Top of Data excerpts
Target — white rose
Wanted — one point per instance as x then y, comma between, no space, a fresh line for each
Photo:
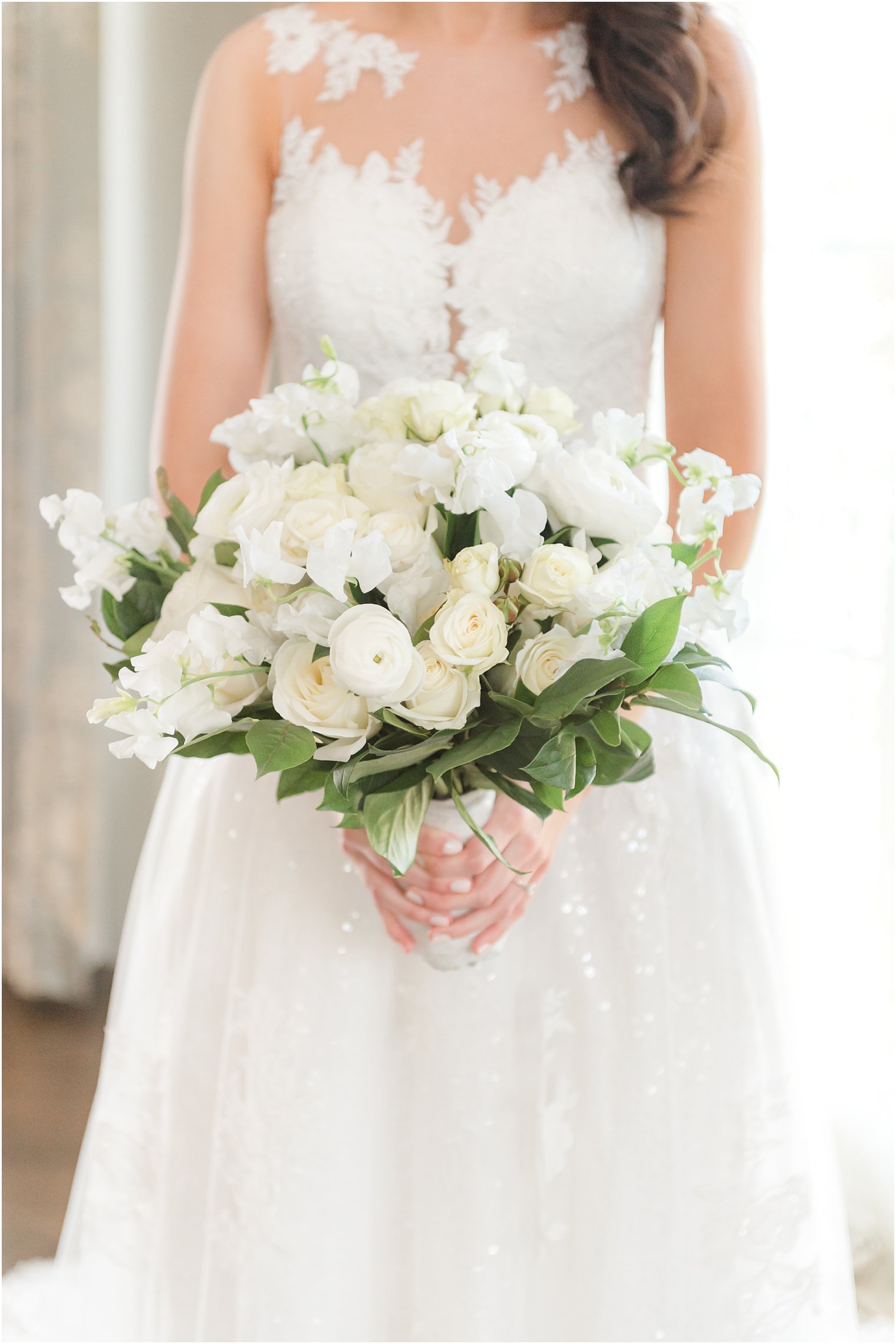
403,535
597,491
541,660
307,522
312,480
374,479
251,500
305,694
554,406
440,406
373,655
446,697
476,569
202,584
554,573
469,632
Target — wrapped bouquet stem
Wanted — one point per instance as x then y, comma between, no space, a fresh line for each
397,601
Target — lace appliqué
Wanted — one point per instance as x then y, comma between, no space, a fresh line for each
569,49
299,37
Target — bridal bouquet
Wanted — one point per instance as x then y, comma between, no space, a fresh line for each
430,593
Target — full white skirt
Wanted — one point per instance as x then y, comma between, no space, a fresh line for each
301,1134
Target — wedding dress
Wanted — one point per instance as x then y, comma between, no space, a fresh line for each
302,1135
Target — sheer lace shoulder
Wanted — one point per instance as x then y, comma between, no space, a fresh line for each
299,37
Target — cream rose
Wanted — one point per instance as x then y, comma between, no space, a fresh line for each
476,569
446,698
374,479
305,694
373,655
469,632
538,661
554,573
307,522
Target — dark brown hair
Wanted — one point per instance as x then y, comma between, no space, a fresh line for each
649,66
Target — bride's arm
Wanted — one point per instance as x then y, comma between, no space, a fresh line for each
217,339
714,378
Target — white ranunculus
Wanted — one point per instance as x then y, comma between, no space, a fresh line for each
437,407
374,477
552,406
144,738
371,654
469,632
202,584
552,574
305,694
476,569
141,527
249,500
403,535
446,697
513,523
597,491
262,557
308,522
542,659
314,480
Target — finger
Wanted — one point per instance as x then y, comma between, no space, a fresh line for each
396,929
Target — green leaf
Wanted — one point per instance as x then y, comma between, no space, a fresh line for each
220,743
676,683
278,746
209,488
480,834
226,554
523,796
652,636
393,823
302,779
135,644
555,762
578,683
483,743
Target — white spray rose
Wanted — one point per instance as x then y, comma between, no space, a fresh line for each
373,655
552,574
541,660
597,491
476,569
374,477
469,632
305,694
446,697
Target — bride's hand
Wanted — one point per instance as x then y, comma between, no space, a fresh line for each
492,893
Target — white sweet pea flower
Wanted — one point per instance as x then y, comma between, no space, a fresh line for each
594,490
513,523
446,697
305,694
141,527
374,477
251,500
263,559
146,737
371,654
309,613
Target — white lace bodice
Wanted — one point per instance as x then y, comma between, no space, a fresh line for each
362,252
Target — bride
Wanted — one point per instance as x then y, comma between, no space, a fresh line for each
301,1134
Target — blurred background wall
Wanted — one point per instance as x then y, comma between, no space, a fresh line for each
97,100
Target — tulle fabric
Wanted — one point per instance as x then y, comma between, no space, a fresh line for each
Bottom of Data excerpts
Repeat the data above exactly, images excluded.

Target — white rose
Wanted — one point per instance as x then y, comma between, no space, a fresh line for each
Photo:
403,535
597,491
541,660
307,522
312,480
374,479
251,500
305,694
554,406
440,406
373,655
446,697
476,569
202,584
554,573
469,632
Target — wrapped bouquet stem
Wanted — one point per instance as x then y, comma between, no space, a fresh line for each
397,601
Target — lace appliqué
Wanted — one point per instance as x then y, comma between, no space, a fresh line for each
569,49
299,37
Target — bridal bouquet
Wanted — one point per instance as x then y, comma between, no space, a fresh line for each
430,593
Target — full white skirt
Wanted — one point per instance as x then y, comma between, no space, a fresh line for each
301,1134
Target — wedding dress
Wanted — one point per instance as x then y, comma between, no space, a fresh line for each
302,1135
Target — sheer lace shoulder
Wanted — one point per instance as x then y, comma between, no space, a fresh line for each
299,37
Target — cream rose
Wanted — one point per instance as x then y, comma between, no space, a fresh line for each
476,569
446,698
374,479
305,694
373,655
469,632
538,661
554,573
307,522
Target — dark brown hair
Wanted — one point per instance as x then y, comma between, no space, a fresh line for each
649,66
Target — bride's arm
Wanted — one point per instance as x then y, comma between, no space, a fresh line for each
217,339
714,378
Target — white ranunculus
Wanted — one point per instance as x then y, comma between, no space, a fresh line for each
437,407
374,477
552,406
144,738
371,654
469,632
202,584
552,574
305,694
476,569
141,527
249,500
403,535
446,697
513,523
597,491
262,557
308,522
542,659
314,480
Target — finger
Wanted — one point per instance as x then y, comma between, no space, a fresh line for each
396,929
Target — green leaf
Wanted — one point per instance as x then y, comma between, no space, a fresh line for each
220,743
676,683
278,746
209,488
480,834
226,554
523,796
652,636
393,823
302,779
135,644
555,762
578,683
483,743
Target — white spray rose
Wanted — one point per instance as x then y, comma between, no space, a fresh line for each
373,655
552,574
541,660
597,491
476,569
374,477
469,632
305,694
446,697
Target — bride's hand
Wanted — one point per instance as x then y, comma between, no space, a fresh line for each
492,893
Target — white sweet pea flower
Wanted — one point per instance as x then y, comma between, no space, a fresh line for each
594,490
513,523
446,697
305,694
141,527
374,477
251,500
263,559
146,737
371,654
309,613
Target — white lace bodice
Wanted — one point per instance as x then y, comma between, no space, a fresh line for each
362,252
Target — bride
Wanted — one point per instance as x then y, comma between, no space, a fresh line for each
301,1134
Target — blurred background wall
Wanted — one point per instance as x then y, comma between, no space, a fresh line for each
97,100
Target — tulle fabric
Wanted — one point per instance as x then y, comma between, no space, a fresh line for each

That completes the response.